┌──

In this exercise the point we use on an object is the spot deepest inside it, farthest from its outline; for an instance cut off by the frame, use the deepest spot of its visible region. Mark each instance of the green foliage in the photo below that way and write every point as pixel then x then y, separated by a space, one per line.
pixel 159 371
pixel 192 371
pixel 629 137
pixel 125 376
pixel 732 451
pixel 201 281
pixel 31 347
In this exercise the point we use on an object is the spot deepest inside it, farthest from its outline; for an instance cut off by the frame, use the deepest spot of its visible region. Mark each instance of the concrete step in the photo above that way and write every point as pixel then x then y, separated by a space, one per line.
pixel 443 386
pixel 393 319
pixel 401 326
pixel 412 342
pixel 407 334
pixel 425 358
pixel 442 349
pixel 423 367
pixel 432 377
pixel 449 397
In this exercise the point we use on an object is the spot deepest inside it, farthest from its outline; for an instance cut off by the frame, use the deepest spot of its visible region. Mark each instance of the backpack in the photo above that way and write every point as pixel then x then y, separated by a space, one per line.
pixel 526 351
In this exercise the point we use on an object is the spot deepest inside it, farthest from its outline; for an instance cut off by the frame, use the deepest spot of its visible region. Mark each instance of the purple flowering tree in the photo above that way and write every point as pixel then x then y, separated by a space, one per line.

└──

Work item ▸
Now repeat the data exactly, keeping every line.

Result for this task ▸
In this exercise the point we use on an object is the spot deepest inside it, farthest from its outline; for an instance cut off by the frame, use the deepest spot of its visible region. Mark each instance of the green foliage in the photo below that way and write every point as pixel then x then y, separated by a space, one per line.
pixel 159 371
pixel 192 371
pixel 629 137
pixel 125 376
pixel 732 451
pixel 201 281
pixel 31 347
In this exercise the point we use on an object is the spot deepest inside it, farthest from its outline; for an instance cut off by the frame, use the deepest spot of its visible region. Mark each instance of the concrete step in the photo above that way and write every point as pixel then x then y, separated by a space, one per line.
pixel 443 386
pixel 393 319
pixel 401 326
pixel 412 342
pixel 407 334
pixel 425 358
pixel 442 349
pixel 423 367
pixel 432 377
pixel 449 397
In this exercise the point we use on an object is the spot deepest inside it, farthest from its outline; for an instance cut off by the frame, use the deepest spot of its visible region. Mark each instance of the backpack in the photo above that way and write every point as pixel then x then y, separated by a space, one per line.
pixel 526 351
In this exercise the point we use on an object is the spot deepest inside it, farthest from its outline; for an instance cut off by the frame, use the deepest spot of its visible region. Mark each instance of the purple flowering tree in the photo above that way and write every point as pixel then x then y, separated by a space, one per line.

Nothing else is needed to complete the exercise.